El Paso Medical Malpractice Attorney
Helping Victims of Medical Malpractice and Negligence
Medical malpractice occurs when a healthcare professional fails to provide a standard level of care to a patient. This failure may stem from wrongdoing, such as alcohol or drug abuse, or it may occur as a result of carelessness or even fatigue. The key will be to determine what the accepted medical standard of care should have been and how the healthcare professional’s behavior was a deviation from this. Such cases can be extremely complex and difficult to prove, making it essential to involve a skilled El Paso medical malpractice attorney.
At Rafael C. Morales, Attorney at Law, we are here to offer the experienced legal representation you need. We take on medical malpractice cases in the El Paso area involving:
- Failures to diagnose
- Delayed diagnoses
- Medication errors
- Surgical malpractice
- Anesthesia mistakes
- Birth injuries
- Prescription and pharmacy errors
- Emergency room errors
- Failures to get informed consent
How Long Do I Have to File a Medical Malpractice Claim?
Since medical malpractice injuries are not always discovered right away, the statute of limitations to file a medical malpractice claim works differently than other personal injury claims. According to Texas Code Section 74.251, you have two years from the date you were injured or in some cases, the date you discovered your injury to file a claim. It's important that you consult an attorney as soon as possible to discuss your case. Our attorneys can advise you of the next right step and can help you file your claim. With the help of an attorney you can feel confident that your claim will be handled properly and that no important deadlines will be missed.
Key Elements of a Medical Malpractice Claim
There are several key elements of a medical malpractice claim that must be proven in order for a victim to recover maximum compensation:
- A doctor-patient relationship existed;
- The healthcare professional, through an act or omission, deviated from the standard level of care;
- The patient suffered quantifiable harm; and
- This deviation from care was the proximate (probable, most likely) cause of harm to the patient.
It is important to note that the burden of proof in civil court is less than the “beyond a reasonable doubt” proof that is required in criminal court. Liability must be proven based on a preponderance (majority) of the evidence, which means it is more than likely true that the act occurred. Additionally, in Texas district court juries, which consist of 12 members, a 10 to 2 verdict is sufficient, as opposed to the unanimous verdict required in criminal court.
El Paso medical malpractice attorney Rafael Morales can use these factors in your favor, creating a clear and compelling presentation of your case that supports your claim to compensation. The goal is always to maximize your recovery so you can face a brighter future.

- INFORMATION SUPPLIED -
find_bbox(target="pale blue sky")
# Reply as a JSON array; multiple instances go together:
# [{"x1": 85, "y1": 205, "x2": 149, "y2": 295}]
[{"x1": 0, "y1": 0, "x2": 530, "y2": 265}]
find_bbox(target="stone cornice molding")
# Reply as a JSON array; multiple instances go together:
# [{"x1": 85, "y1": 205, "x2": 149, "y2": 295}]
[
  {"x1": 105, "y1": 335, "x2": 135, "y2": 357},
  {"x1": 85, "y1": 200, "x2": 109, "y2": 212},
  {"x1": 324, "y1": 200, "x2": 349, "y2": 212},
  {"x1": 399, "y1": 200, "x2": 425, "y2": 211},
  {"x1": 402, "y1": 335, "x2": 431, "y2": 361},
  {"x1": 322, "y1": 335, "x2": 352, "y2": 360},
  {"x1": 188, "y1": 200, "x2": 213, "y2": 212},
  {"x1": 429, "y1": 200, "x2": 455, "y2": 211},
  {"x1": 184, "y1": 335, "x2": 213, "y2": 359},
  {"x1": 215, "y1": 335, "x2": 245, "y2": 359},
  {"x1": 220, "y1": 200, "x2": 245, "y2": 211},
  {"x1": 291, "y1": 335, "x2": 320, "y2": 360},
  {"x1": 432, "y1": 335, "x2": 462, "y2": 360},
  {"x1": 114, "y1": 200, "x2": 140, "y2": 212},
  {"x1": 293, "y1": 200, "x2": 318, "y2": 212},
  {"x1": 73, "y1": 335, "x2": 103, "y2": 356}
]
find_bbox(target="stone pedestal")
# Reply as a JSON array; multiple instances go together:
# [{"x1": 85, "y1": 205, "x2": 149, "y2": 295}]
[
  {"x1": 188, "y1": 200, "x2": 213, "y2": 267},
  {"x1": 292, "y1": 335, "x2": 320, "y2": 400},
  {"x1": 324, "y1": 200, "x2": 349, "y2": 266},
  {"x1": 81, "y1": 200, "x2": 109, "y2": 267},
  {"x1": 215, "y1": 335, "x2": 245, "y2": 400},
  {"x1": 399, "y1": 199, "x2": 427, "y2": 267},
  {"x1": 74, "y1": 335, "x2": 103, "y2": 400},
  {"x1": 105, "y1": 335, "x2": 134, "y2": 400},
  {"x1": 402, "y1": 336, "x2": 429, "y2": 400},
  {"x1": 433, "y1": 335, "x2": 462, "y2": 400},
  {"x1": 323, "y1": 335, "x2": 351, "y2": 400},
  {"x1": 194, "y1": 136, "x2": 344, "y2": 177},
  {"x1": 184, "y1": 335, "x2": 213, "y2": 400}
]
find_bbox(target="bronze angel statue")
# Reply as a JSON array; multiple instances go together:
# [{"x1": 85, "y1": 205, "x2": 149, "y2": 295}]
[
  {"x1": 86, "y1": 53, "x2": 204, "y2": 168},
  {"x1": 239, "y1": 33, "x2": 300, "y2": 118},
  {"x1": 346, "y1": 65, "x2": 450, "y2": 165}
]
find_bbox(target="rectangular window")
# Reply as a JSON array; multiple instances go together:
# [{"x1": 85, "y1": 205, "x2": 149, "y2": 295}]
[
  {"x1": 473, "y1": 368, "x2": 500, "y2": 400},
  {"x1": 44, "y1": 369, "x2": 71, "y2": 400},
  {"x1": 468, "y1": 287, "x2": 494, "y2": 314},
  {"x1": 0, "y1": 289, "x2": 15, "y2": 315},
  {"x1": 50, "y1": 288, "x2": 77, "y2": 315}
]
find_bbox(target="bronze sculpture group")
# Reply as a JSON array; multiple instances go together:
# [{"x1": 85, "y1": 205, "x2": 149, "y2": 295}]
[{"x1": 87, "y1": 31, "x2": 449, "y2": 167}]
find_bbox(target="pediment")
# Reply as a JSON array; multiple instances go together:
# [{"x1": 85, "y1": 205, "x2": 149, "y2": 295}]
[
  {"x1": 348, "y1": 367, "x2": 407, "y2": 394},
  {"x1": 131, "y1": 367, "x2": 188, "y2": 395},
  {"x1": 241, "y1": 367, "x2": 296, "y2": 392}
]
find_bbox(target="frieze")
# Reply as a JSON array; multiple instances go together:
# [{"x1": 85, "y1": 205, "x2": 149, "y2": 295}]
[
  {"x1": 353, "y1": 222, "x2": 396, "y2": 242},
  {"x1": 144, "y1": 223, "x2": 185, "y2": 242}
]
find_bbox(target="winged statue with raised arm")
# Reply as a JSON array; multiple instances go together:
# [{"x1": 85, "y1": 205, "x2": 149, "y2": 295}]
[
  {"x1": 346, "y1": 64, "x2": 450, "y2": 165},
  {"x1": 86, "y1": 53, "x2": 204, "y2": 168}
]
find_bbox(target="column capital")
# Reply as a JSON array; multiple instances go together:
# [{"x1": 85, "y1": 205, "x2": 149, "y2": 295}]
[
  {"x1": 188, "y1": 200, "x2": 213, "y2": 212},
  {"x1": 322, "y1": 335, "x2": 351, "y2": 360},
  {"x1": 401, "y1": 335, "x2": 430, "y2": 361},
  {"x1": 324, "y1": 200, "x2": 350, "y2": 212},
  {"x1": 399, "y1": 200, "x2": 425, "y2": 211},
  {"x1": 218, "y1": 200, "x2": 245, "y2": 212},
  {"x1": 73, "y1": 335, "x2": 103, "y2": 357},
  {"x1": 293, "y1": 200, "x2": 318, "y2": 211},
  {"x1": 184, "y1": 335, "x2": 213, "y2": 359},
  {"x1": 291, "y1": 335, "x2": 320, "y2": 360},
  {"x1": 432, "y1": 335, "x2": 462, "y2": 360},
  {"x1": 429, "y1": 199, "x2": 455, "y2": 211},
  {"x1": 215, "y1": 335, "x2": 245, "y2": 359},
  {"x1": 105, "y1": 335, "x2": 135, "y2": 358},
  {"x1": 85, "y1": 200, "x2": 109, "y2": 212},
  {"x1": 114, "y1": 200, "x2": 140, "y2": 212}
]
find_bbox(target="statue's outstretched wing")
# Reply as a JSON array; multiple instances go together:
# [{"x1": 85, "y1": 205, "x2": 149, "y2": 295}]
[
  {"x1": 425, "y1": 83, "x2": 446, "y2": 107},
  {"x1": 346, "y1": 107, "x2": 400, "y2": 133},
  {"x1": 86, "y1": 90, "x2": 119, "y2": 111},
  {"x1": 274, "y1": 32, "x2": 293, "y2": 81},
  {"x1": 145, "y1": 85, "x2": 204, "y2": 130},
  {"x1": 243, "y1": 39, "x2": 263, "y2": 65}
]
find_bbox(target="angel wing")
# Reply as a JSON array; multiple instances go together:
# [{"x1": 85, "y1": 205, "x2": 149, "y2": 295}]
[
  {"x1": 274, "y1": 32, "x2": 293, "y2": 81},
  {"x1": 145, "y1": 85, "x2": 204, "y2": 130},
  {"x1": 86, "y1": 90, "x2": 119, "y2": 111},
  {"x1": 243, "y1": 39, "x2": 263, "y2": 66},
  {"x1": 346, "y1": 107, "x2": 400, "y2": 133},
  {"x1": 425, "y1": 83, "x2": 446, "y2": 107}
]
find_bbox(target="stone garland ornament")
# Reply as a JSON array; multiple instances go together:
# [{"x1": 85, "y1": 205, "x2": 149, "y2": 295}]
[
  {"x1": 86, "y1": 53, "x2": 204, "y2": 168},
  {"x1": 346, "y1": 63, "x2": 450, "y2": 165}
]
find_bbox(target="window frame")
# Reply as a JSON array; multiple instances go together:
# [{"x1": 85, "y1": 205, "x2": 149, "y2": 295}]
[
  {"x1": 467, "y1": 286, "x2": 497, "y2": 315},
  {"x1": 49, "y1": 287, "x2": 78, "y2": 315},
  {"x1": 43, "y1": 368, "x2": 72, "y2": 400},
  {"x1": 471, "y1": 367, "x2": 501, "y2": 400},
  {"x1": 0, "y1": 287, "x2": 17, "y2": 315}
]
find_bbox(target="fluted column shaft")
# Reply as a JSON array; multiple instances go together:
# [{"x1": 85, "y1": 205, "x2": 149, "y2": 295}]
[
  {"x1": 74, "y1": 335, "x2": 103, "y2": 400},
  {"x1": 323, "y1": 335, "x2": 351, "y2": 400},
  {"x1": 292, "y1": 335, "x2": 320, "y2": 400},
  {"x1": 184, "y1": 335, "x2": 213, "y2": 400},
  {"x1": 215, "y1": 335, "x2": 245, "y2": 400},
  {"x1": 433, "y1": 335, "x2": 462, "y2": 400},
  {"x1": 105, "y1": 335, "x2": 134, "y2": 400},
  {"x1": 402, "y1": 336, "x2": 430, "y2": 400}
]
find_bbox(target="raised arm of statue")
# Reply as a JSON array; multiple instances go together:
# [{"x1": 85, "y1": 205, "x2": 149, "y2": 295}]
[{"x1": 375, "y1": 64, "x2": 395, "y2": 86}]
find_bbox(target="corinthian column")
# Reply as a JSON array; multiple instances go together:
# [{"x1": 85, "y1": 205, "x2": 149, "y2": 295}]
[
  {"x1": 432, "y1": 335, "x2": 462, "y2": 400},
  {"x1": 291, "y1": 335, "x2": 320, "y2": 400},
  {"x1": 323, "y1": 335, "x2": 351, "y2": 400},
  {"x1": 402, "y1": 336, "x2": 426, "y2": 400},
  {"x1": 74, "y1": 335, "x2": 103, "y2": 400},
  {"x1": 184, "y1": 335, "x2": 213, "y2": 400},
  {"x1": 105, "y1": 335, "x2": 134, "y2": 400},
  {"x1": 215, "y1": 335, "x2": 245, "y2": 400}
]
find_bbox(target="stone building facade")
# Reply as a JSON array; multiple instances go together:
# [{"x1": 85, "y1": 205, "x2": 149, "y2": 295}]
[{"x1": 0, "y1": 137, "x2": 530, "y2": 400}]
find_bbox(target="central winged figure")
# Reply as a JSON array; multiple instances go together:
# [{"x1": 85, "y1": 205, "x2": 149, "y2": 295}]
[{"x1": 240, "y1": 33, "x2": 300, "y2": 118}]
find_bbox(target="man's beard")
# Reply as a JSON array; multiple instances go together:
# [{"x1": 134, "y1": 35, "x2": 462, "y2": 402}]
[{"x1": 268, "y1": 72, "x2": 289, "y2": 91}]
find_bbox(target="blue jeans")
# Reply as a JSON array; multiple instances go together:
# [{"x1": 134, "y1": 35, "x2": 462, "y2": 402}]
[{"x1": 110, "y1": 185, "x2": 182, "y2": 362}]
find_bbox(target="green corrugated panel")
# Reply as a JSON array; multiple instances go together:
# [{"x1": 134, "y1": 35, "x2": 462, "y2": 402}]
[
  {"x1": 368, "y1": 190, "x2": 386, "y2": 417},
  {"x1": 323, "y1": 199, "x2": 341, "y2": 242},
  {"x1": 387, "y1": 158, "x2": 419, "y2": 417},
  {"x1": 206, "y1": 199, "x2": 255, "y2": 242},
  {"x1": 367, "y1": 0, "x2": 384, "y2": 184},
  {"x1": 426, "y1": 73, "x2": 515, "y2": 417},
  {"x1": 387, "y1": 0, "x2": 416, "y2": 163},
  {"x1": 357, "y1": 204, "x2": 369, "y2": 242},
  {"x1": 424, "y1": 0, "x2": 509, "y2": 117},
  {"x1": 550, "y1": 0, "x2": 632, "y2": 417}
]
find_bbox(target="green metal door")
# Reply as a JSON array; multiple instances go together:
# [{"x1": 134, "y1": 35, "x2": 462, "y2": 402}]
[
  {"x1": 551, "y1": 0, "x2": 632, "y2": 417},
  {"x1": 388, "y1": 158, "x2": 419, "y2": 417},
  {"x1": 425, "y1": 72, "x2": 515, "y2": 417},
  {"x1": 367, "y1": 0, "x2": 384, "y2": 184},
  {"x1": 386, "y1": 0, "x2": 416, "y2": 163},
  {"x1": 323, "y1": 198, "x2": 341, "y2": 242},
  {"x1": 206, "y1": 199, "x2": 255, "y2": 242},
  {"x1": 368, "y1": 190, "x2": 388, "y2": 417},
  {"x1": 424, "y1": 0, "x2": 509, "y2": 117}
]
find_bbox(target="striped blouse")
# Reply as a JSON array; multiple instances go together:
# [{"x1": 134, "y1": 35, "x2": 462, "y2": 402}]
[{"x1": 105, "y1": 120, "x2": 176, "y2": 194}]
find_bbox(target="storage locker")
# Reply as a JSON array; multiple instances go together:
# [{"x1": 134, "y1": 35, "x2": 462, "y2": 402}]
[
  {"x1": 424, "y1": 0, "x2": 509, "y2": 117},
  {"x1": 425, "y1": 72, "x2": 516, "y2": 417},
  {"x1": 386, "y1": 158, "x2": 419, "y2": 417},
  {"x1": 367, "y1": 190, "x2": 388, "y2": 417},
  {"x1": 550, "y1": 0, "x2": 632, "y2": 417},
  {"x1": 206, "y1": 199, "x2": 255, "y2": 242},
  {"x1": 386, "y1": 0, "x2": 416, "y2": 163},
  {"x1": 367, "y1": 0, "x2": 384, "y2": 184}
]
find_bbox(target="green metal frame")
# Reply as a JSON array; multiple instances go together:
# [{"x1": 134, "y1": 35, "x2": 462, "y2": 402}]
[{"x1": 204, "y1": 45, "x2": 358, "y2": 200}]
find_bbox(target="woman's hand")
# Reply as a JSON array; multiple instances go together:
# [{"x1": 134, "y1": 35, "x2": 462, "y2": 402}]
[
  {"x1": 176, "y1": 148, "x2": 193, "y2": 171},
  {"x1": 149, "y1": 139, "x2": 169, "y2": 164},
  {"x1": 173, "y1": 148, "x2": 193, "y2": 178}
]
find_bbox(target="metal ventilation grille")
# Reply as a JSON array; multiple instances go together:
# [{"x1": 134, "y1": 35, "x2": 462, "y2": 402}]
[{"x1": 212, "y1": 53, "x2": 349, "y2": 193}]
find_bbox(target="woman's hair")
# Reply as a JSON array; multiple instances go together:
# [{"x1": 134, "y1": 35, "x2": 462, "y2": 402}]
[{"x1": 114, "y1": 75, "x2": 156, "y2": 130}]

- YOUR TASKS -
**a)** Answer these questions using the medical malpractice page:
(i) Which section of the Texas Code sets the time limit for filing a claim?
(ii) How many members sit on a Texas district court jury?
(iii) What verdict is sufficient in those juries?
**b)** Reproduce the medical malpractice page word for word, everything from "It is important" down to "a brighter future.".
The records come from a separate source.

- OUTPUTS FOR THE TASKS -
**a)**
(i) Texas Code Section 74.251
(ii) 12
(iii) A 10 to 2 verdict

**b)**
It is important to note that the burden of proof in civil court is less than the “beyond a reasonable doubt” proof that is required in criminal court. Liability must be proven based on a preponderance (majority) of the evidence, which means it is more than likely true that the act occurred. Additionally, in Texas district court juries, which consist of 12 members, a 10 to 2 verdict is sufficient, as opposed to the unanimous verdict required in criminal court.
El Paso medical malpractice attorney Rafael Morales can use these factors in your favor, creating a clear and compelling presentation of your case that supports your claim to compensation. The goal is always to maximize your recovery so you can face a brighter future.